▸ **What you will do**
Can you restate the records below word for word?

## START Exercise inputs

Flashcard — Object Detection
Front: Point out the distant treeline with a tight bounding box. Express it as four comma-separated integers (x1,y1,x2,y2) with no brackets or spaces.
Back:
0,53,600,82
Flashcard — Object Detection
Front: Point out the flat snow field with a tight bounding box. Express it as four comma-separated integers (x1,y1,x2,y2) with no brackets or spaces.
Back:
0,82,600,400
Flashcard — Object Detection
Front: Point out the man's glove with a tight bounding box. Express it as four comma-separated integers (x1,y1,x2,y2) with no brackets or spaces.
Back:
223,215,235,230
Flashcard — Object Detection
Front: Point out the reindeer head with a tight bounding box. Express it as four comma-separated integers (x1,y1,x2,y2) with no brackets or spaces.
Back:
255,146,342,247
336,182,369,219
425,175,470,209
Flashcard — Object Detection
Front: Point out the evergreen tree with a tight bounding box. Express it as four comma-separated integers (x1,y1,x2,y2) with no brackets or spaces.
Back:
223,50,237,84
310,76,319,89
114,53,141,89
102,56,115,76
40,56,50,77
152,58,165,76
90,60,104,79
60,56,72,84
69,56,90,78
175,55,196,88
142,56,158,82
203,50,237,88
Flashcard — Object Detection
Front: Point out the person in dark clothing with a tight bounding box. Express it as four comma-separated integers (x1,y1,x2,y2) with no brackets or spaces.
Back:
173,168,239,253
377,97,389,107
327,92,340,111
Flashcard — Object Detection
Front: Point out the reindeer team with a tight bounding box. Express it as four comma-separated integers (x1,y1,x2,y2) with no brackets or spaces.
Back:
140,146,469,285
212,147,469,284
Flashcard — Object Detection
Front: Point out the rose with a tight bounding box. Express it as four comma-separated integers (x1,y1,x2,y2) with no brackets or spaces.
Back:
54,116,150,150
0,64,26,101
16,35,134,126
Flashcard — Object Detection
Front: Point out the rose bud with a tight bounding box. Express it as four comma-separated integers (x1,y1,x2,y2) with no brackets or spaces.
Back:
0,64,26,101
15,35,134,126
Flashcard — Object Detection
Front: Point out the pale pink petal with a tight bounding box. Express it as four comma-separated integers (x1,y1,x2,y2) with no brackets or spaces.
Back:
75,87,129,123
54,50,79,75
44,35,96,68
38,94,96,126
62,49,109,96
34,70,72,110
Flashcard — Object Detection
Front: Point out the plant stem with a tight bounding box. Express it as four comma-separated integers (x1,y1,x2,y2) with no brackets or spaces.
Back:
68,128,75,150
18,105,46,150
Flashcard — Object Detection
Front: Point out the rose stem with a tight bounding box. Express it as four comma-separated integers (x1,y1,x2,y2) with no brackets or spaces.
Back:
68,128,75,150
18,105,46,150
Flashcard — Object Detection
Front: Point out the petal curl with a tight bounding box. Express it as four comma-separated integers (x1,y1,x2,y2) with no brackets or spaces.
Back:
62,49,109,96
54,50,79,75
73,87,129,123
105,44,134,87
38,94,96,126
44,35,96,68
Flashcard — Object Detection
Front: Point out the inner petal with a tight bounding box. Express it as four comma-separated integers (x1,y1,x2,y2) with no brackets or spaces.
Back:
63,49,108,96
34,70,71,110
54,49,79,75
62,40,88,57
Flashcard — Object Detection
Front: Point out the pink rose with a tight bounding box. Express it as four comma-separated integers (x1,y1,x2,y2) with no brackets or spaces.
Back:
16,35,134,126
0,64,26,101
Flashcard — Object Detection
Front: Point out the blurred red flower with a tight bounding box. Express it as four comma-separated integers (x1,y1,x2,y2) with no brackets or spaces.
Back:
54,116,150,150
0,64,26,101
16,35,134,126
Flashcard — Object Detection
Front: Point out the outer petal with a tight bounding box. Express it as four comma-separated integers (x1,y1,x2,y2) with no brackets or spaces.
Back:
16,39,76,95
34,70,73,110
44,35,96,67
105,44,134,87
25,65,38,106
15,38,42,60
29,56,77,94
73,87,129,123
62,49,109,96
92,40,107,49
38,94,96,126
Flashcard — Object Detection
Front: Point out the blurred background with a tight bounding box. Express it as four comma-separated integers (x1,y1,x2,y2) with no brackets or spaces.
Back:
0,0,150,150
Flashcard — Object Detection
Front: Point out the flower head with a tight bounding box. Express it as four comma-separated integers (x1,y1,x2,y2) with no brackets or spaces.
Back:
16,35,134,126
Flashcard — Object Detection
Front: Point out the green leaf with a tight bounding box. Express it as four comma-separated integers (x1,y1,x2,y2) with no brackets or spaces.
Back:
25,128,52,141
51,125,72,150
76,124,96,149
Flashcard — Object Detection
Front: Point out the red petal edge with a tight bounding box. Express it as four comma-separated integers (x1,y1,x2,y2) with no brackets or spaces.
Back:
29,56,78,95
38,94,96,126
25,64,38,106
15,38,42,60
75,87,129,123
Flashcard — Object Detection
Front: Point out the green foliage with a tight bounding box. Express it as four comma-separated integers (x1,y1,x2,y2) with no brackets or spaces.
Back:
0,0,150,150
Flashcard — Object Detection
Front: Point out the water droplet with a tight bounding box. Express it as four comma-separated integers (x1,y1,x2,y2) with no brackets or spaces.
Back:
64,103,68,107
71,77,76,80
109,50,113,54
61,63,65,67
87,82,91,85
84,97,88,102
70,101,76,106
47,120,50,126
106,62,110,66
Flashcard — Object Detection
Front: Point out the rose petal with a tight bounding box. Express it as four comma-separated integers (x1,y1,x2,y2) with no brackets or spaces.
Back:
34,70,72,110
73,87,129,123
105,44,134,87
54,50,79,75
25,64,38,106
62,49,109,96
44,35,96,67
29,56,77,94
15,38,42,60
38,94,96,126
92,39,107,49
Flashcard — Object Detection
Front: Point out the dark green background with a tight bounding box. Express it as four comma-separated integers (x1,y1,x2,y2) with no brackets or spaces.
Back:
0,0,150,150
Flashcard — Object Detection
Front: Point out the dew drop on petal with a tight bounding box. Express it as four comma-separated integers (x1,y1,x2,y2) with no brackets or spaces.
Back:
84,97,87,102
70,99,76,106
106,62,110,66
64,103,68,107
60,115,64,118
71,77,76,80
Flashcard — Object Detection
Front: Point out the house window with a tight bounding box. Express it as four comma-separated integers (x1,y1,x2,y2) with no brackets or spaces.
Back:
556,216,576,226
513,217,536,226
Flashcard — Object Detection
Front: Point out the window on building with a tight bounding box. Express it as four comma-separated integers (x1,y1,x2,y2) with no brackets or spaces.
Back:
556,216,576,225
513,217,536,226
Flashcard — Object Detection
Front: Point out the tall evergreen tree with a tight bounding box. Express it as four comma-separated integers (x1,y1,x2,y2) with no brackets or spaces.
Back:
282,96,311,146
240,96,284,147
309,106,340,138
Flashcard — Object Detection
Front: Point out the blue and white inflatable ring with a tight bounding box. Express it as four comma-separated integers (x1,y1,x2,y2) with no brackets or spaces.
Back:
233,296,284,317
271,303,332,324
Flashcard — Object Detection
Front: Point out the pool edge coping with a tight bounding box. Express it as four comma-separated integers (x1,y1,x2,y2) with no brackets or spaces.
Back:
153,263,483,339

## END Exercise inputs

▸ **Solution to this problem**
Flashcard — Object Detection
Front: Point out the distant treeline with a tight bounding box. Express it as four comma-separated integers (x1,y1,x2,y2) with no brackets or spaces.
Back:
0,53,600,82
Flashcard — Object Detection
Front: Point out the flat snow field with a tight bounding box. Express it as four comma-separated integers (x1,y1,x2,y2) with no brackets or spaces.
Back:
0,82,600,400
Flashcard — Object Detection
Front: Point out the man's glove with a tight bounding box. Express it as four comma-separated integers (x1,y1,x2,y2) with no brackets or spaces.
Back:
223,215,235,230
Flashcard — Object Detection
Front: Point out the reindeer head with a tight bounding box. Express it as four comma-separated integers (x1,y1,x2,y2) with no brackets or spaces.
Back:
255,146,342,247
336,182,369,219
425,175,470,209
Flashcard — Object Detection
Front: Point out the evergreen tree with a tight bounding box. Express it as four comma-separated integers (x1,y1,x2,y2) with no brackets or spaces.
Back:
223,50,237,84
310,76,319,89
114,53,141,89
102,56,115,76
40,56,50,77
152,58,165,76
90,60,104,79
60,56,72,84
69,56,90,78
175,55,196,88
142,56,158,82
203,50,237,88
Flashcard — Object Detection
Front: Point out the person in dark clothing with a tight bounding box. Express it as four comma-separated integers (x1,y1,x2,y2) with no brackets or spaces.
Back:
173,168,239,253
377,97,389,107
327,92,340,111
Flashcard — Object Detection
Front: Point out the reindeer team with a tight bounding box. Express it as four comma-separated integers (x1,y1,x2,y2) with no brackets or spaces.
Back:
140,146,469,285
212,147,469,284
Flashcard — Object Detection
Front: Point out the rose with a tight bounding box. Express it as four comma-separated integers (x1,y1,x2,y2) with no brackets or spaces.
Back:
54,116,150,150
0,64,26,101
16,35,134,126
Flashcard — Object Detection
Front: Point out the rose bud with a tight bounding box. Express it as four comma-separated integers (x1,y1,x2,y2) with no brackets or spaces.
Back:
0,64,26,101
15,35,134,126
Flashcard — Object Detection
Front: Point out the pale pink petal with a tight bounding box. Express it as four comma-separated integers (x1,y1,x2,y2) with no brackets or spaces.
Back:
75,87,129,123
54,50,79,75
44,35,96,68
38,94,96,126
62,49,109,96
34,70,72,110
Flashcard — Object Detection
Front: Point out the plant stem with a tight bounding box. Express it as four comma-separated integers (x1,y1,x2,y2) with no brackets or spaces.
Back:
68,128,75,150
18,105,46,150
Flashcard — Object Detection
Front: Point out the rose stem with a tight bounding box. Express it as four comma-separated integers (x1,y1,x2,y2) with no brackets or spaces.
Back:
68,128,75,150
18,105,46,150
Flashcard — Object Detection
Front: Point out the petal curl with a tight bounding box. Express it as four comma-separated integers (x1,y1,x2,y2) with no brackets or spaces.
Back:
62,49,109,96
54,50,79,75
73,87,129,123
105,44,134,87
38,94,96,126
44,35,96,68
Flashcard — Object Detection
Front: Point out the inner petal with a tight bounding box. Express it as four comma-separated integers (x1,y1,x2,y2) with no brackets or spaces.
Back:
63,49,108,96
34,70,71,110
54,49,79,75
62,40,88,57
Flashcard — Object Detection
Front: Point out the pink rose with a tight bounding box. Express it as four comma-separated integers (x1,y1,x2,y2) with no brackets or spaces.
Back:
16,35,134,126
0,64,26,101
Flashcard — Object Detection
Front: Point out the blurred red flower with a tight bounding box. Express it as four comma-separated integers (x1,y1,x2,y2) with no brackets or spaces.
Back:
54,116,150,150
0,64,26,101
16,35,134,126
Flashcard — Object Detection
Front: Point out the outer petal with a tight bounding box. Express it as four comma-separated integers (x1,y1,x2,y2) with no brackets or spaces.
Back:
16,39,76,95
34,70,73,110
44,35,96,67
105,44,134,87
25,65,38,106
15,38,42,60
29,56,77,94
73,87,129,123
62,49,109,96
92,40,107,49
38,94,96,126
Flashcard — Object Detection
Front: Point out the blurred background with a tight bounding box. Express it as four comma-separated integers (x1,y1,x2,y2) with no brackets or spaces.
Back:
0,0,150,150
Flashcard — Object Detection
Front: Point out the flower head with a tight bounding box. Express it as four comma-separated integers (x1,y1,x2,y2) with no brackets or spaces.
Back:
16,35,134,126
Flashcard — Object Detection
Front: Point out the green leaf with a tight bounding box. Express it as four comma-separated integers (x1,y1,x2,y2) with no brackets or spaces.
Back:
25,128,52,141
51,125,72,150
76,124,96,149
Flashcard — Object Detection
Front: Point out the red petal edge with a tight bounding box. Express it as four comma-separated integers (x1,y1,x2,y2) with no brackets or spaces.
Back:
29,56,78,95
38,94,96,126
25,64,38,106
15,38,42,60
75,87,129,123
Flashcard — Object Detection
Front: Point out the green foliage with a tight bounding box. Express it as four comma-separated integers (x1,y1,x2,y2) with no brackets or spaces.
Back:
0,0,150,150
Flashcard — Object Detection
Front: Point out the water droplet with a tight bounding box. Express it as four comma-separated integers (x1,y1,x2,y2) with no brackets or spaces.
Back:
64,103,68,107
71,77,76,80
109,50,113,54
61,63,65,67
87,82,91,85
84,97,88,102
70,101,76,106
47,120,50,126
106,62,110,66
Flashcard — Object Detection
Front: Point out the rose petal with a tight bounding box. Express it as four comma-separated integers (x1,y1,x2,y2) with no brackets or spaces.
Back:
34,70,72,110
73,87,129,123
105,44,134,87
54,50,79,75
25,64,38,106
62,49,109,96
44,35,96,67
29,56,77,94
15,38,42,60
38,94,96,126
92,39,107,49
Flashcard — Object Detection
Front: Point out the dark green background with a tight bounding box. Express it as four comma-separated integers (x1,y1,x2,y2) with no brackets or spaces.
Back:
0,0,150,150
Flashcard — Object Detection
Front: Point out the dew drop on petal with a tight bounding box. Express it as four comma-separated integers (x1,y1,x2,y2) with no brackets or spaces.
Back:
84,97,87,102
70,99,76,106
106,62,110,66
64,103,68,107
60,115,64,118
71,77,76,80
Flashcard — Object Detection
Front: Point out the house window with a tight bounding box. Express it as four comma-separated integers (x1,y1,x2,y2) with no brackets or spaces.
Back:
556,216,576,226
513,217,536,226
Flashcard — Object Detection
Front: Point out the window on building with a tight bounding box. Express it as four comma-separated integers (x1,y1,x2,y2) with no brackets or spaces.
Back:
556,216,576,225
513,217,536,226
Flashcard — Object Detection
Front: Point out the tall evergreen tree with a tight bounding box. Express it as four comma-separated integers (x1,y1,x2,y2) with no brackets or spaces.
Back:
282,96,311,146
240,96,284,147
309,106,340,138
Flashcard — Object Detection
Front: Point out the blue and white inflatable ring with a tight bounding box. Express it as four comma-separated integers (x1,y1,x2,y2) with no brackets or spaces.
Back:
233,296,284,317
271,303,332,324
Flashcard — Object Detection
Front: Point out the pool edge coping with a tight bounding box. Express it as four comma-separated integers (x1,y1,x2,y2) with no brackets or spaces.
Back:
153,263,483,339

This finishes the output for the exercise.